Starting at the line where "Exercise. Point to every instance of the red" occurs, reproduce each line through the end of the entries below exactly. Omit every picture.

── Source data ──

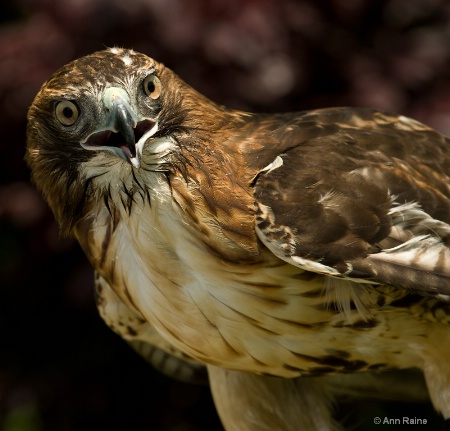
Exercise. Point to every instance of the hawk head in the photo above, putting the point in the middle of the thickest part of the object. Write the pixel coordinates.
(96, 113)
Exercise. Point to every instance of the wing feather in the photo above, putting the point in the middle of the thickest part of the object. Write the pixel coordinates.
(368, 200)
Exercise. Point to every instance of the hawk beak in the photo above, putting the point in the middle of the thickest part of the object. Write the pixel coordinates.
(124, 121)
(123, 132)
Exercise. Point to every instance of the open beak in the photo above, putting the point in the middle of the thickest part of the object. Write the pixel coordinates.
(123, 133)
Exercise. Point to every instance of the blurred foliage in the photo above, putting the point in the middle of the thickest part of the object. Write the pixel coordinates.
(60, 367)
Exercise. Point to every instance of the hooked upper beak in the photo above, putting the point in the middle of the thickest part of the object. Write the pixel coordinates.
(123, 132)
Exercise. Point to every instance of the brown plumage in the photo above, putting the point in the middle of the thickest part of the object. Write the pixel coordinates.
(312, 246)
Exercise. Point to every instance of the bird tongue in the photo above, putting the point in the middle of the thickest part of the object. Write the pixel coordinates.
(108, 138)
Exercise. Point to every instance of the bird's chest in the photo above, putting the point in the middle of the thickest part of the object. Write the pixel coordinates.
(267, 316)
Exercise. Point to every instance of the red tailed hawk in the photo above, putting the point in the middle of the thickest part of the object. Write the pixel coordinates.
(300, 256)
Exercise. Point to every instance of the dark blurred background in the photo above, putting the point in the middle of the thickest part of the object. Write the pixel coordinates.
(60, 367)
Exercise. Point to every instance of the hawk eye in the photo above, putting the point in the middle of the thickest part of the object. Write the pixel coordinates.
(67, 112)
(152, 86)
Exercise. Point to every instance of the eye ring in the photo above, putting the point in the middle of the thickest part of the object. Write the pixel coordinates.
(67, 112)
(152, 86)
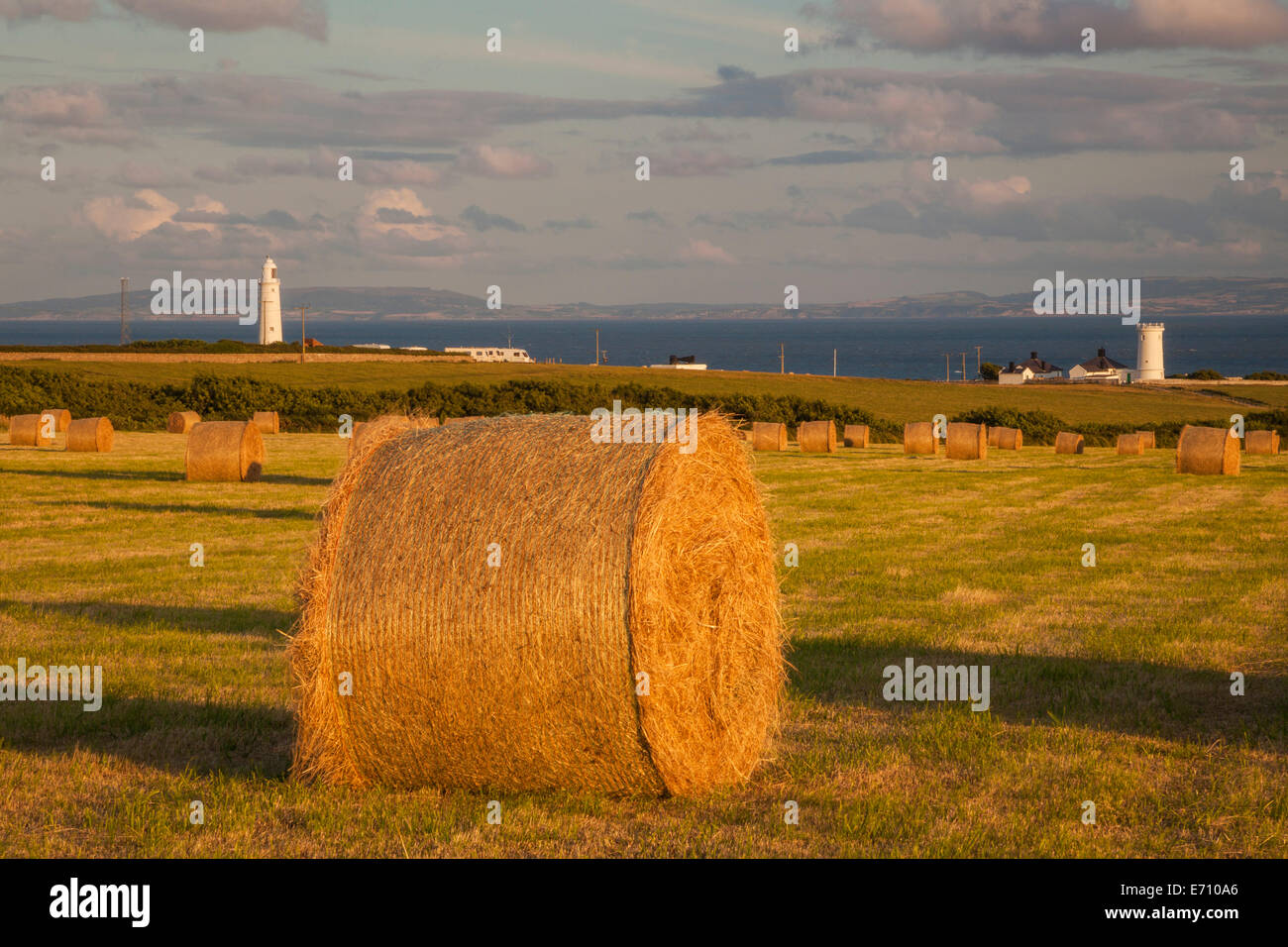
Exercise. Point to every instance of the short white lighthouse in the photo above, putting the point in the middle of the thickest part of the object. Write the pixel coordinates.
(1149, 352)
(269, 304)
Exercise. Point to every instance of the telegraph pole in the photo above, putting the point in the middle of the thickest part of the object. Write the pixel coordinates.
(303, 344)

───

◆ **Exercise response**:
Exercise. Point to every instance of the red tailed hawk in the photo above, putting the point in the middle of the thickest part of the object. Write the pixel coordinates.
(300, 256)
Exercise. Point to every instance of the dark blurred background in the photo above, putting the point in the middle of the thickest part of the object. Write the pixel coordinates.
(60, 367)
Exercise. Point to every instance of the hawk eye in the photo above, putting the point in the middle of the thickest part of the object. Write the pixel coordinates.
(67, 112)
(152, 86)
Exercise. Point to every instance of the eye ring in the photo above, putting the point in the middle of the thickest part of the object. Write the pixel coordinates.
(67, 112)
(152, 86)
Exercise. Point to every instance of the short white lighthouse in the photo above, putting the point in the middle of the thickest part of the object. Write the pixel coordinates.
(1149, 352)
(269, 304)
Exercise. Point to every instance of the telegraph pole in the photo above, putting the point in the middle of the thickest part of the object. Write the pixel coordinates.
(303, 344)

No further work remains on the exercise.